● **Assignment A**
In the DCUO review, how long do most people say the game has enough content to support serious play?
● **Assignment B**
Continue the DCUO review from where it stops.
━━━ Selected extract ━━━
There’s a lot to do in-game right now, but most people have been saying that the game only has enough content to support serious play for about a month.  I can see that being the case.  You finish the story lines and then you’re left with either grinding rep or just PvPing (which is done for fun and not reward at this point).  If the fun content runs out, I can’t see myself playing long but that’s what most people would think too.

What can you expect from DCUO?
A game where you can log in and jump out into missions quickly.  It’s a game of constant action that makes you feel like a real character in the DC universe right from the start.  The powers are fun, the missions are fun, and the PvP is just right for my style (even if frustrating when ganked).    Some of the questing gets boring but on a PvP world it is broken up by lots of PvP and villainous acts.  It won’t be a game that you get into deep character progression or one that has you logging in 15 hours a day like WoW, but there’s legitimately fun content for as long as it lasts.  It’s a super hero action beat’em up with MMO elements near-seamlessly mixed in.

I recommend the game to fans of DC and to those looking for a fun game to beat up some bad guys, have a little PvP, and enjoy some action for a couple months.  It’s as good a time as any to get into DCUO.  I believe that no matter what, it’ll be fun while it lasts and that’s at least enough to justify the $50 and first free month. DCUO is by far the best “superhero MMO” I have played.


Combat – Fast paced and action oriented.  The button combos (ie: tap left mose 2x hold -> Hold right mouse) to execute powers work well with the mouse. The combat feels much smoother and connected than previous super hero games and nothing like a regular MMO.
━━━ Dataset extract ━━━
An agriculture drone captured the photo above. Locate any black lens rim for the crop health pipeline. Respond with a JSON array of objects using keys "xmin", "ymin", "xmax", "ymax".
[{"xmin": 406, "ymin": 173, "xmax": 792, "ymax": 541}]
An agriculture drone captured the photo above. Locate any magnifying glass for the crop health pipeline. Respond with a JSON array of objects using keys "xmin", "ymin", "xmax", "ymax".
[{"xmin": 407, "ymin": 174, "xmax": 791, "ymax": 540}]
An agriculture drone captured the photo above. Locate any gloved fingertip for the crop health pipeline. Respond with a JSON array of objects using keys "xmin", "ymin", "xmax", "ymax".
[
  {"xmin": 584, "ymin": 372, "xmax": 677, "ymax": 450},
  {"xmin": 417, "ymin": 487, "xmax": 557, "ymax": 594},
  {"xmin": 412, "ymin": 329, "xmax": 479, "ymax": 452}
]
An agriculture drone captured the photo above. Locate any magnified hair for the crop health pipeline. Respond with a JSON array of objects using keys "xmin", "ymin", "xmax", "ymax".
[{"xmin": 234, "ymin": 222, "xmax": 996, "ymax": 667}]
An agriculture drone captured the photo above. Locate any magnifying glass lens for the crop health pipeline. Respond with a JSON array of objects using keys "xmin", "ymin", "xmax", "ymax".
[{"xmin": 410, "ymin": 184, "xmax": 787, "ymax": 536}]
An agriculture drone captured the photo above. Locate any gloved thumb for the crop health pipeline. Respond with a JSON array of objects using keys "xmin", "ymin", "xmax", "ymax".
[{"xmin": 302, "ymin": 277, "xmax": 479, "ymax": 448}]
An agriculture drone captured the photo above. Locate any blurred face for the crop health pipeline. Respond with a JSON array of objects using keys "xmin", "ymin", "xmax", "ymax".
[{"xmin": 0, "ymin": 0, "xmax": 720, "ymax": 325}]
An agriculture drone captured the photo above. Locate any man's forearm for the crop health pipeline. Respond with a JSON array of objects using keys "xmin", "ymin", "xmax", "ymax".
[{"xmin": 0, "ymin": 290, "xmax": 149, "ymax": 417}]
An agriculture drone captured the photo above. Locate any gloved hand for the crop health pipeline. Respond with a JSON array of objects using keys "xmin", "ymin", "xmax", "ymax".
━━━
● **Exercise response A**
About a month.

● **Exercise response B**
World – It’s open except for instanced dungeons or story encounters.  Graev and I both feel strongly that this is how SWTOR will be done.  The graphics are not the best but the game is pretty and stylized enough to capture the feel of cities like Gotham.

PvP – It’s open world pvp in its simplest form.  You find someone from the opposite side and you kill them.  Level 30’s can kill level 1’s. It’s fun being a villain and really being able to just attack some poor hero.

Powers/Skills – Both the travel powers and the normal powers are fun.  Graev and I both went acrobatics for our travel ability and have since taken additional skills under the acrobatics section to give us a more powerful glide that mimmicks flying and a grappling hook that jets us up buildings.   Abilities like landmines, sleeper darts, and my favorite the tazer pull look nice while being functional.  We jumped this hero who was level 12 when we were level 8 and he tried to fly away… well, I shot my tazer grapple out at him and sucked him back in so that Graev could root him with ice.  It was awesome.

Story-related Quests – When you see Bane, Catwoman, Joker, and these other villains/super heroes in action it’s a lot of fun.  These cinematic-like missions are what got me set on liking the game.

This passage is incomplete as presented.